## begin
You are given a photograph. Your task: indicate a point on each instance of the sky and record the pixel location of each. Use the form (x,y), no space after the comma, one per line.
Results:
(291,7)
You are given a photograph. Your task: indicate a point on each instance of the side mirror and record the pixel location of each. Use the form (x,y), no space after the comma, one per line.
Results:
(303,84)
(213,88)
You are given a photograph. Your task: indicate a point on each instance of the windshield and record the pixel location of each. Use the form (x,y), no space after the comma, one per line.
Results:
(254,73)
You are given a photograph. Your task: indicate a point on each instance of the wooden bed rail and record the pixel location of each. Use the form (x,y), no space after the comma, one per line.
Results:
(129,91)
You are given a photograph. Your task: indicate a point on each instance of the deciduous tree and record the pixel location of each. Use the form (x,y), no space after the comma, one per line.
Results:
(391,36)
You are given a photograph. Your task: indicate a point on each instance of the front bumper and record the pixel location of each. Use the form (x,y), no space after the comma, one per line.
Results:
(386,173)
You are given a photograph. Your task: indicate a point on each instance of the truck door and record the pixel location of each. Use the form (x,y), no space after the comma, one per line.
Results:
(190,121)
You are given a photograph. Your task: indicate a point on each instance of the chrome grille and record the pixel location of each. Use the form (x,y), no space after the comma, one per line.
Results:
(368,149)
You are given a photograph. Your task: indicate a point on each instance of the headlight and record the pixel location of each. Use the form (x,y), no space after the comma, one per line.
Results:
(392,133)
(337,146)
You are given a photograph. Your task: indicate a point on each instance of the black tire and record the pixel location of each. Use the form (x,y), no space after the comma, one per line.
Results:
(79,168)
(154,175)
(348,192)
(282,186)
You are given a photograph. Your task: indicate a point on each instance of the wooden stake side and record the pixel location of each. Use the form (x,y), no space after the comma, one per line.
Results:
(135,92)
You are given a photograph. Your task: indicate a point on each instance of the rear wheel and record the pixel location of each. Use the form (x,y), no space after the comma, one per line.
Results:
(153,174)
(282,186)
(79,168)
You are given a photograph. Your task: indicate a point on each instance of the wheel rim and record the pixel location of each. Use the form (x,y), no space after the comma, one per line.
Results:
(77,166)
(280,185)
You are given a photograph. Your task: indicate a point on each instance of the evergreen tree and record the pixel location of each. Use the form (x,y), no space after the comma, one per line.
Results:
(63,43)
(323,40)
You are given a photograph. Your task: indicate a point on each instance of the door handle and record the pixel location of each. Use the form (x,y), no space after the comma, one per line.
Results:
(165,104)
## end
Task description ->
Reproduce the lines starting at the one containing "of the evergreen" and ending at the last line, changing "photograph" to "image" and keeping everything else the same.

Exercise answer ->
You are given a image. Your task: indicate a point on each instance of the evergreen tree and record the pixel location of each. Use the form (x,y), no space after the comma, one per line.
Results:
(63,43)
(323,40)
You are given a image. Your task: indicate a point on each instance of the door handle and record the pixel location of each. Use the form (x,y), no space after the comma, one per line.
Results:
(165,104)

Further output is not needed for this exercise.